Texte extrait.

——

Autre critique. Michel Wieviorka, sociologue de l’EHESS, qui a pas mal écrit sur la violence critique Arendt, à partir d’une lecture qui me semble erronée. Selon lui, avec l’idée de banalité du mal, Arendt lierait le mal à la culture de l’obéissance, (il cite aussi les expériences de S.Milgram) et les exécutants seraient alors resubjectivés et donc dégagés de toute responsabilité. Pour lui la thèse de Arendt de la simple obéissance ne tient pas, car beaucoup des exécutants ont rajouté à leur obéissance, de la cruauté, du sadisme…et par ailleurs, elle exonère finalement les exécutants d’une responsabilité morale de leur acte et en fait des non-sujets. Arendt ne dit pas du tout que la banalité exonère de quoi que ce soit. Ils savent ce qu’ils font mais ne veulent pas (?) ou n’y pensent pas. C’est une position subjective (sans réflexivité). A noter comme on l’a remarqué lors de la 1ère séance[9], que l’atomisation des tâches, la fragmentation très forte, rend de plus en plus complexe la possibilité de faire des liens avec le but final. D’autant plus si on ne veut pas y penser ! Croisement des différents points : pas l’un ou l’autre…et peut être pas l’un sans l’autre. Car obéir sans réfléchir, sans se poser de questions, n’est-ce pas une façon de se protéger en oubliant « l’autre » ou la finalité de ce qu’on fait. Oublier « l’autre » derrière la tâche, n’est-ce pas déjà agressif ? Personne n’ignore l’écart entre parler ou traiter d’un dossier et avoir la personne en face de soi. Il peut y avoir de l’obéissance avec cruauté, sadisme. Mais pas nécessairement. Et comme les pulsions agressives sont toujours là, même dans la politesse (cf. Lacan), la question est toujours présente.

——

Consigne donnée A.
Répondez aux questions suivantes sur le texte consacré à la banalité du mal chez Arendt :
(i) Quelle fonction le texte attribue-t-il à Michel Wieviorka ?
(ii) De qui Wieviorka cite-t-il les expériences ?
(iii) Quel auteur le texte invoque-t-il à propos des pulsions agressives présentes jusque dans la politesse ?
Consigne donnée B. Poursuivez le texte sur la banalité du mal chez Arendt au-delà de sa dernière phrase, en quelques phrases.

——

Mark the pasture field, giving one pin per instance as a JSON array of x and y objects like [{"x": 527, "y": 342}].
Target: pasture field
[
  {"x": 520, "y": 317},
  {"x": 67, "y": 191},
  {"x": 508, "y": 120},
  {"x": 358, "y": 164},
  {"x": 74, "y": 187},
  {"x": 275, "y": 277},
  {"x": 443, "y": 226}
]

——

Résultat de l'exercice A.
(i) Sociologue de l'EHESS.
(ii) De S. Milgram.
(iii) Lacan.

Résultat de l'exercice B.
Il me semble qu’il y a entrelacements de différents éléments et niveaux rendant possibles certaines choses « monstrueuses ». Et c’est sans doute, pour ne pas dire évidemment, une lecture à niveaux multiples qu’il faut pouvoir avoir ou tenter. Sans oublier la dimension singulière de chacun, pris dans un système. Wieviorka amène la haine des Juifs comme justificatif du génocide. Je ne sais pas si Arendt l’a totalement exclue, mais a minima elle ne s’en contente pas. La haine et les discours qui l’accompagnent, la créent et la suscitent sont peut-être le terreau nécessaire pour que ça prenne. Mais si la haine prend, si des discours prennent c’est bien que d’aucuns sont prêts à le recevoir, l’alimenter ou se laisser façonner à leur insu sans pensée critique. Comment y résister ?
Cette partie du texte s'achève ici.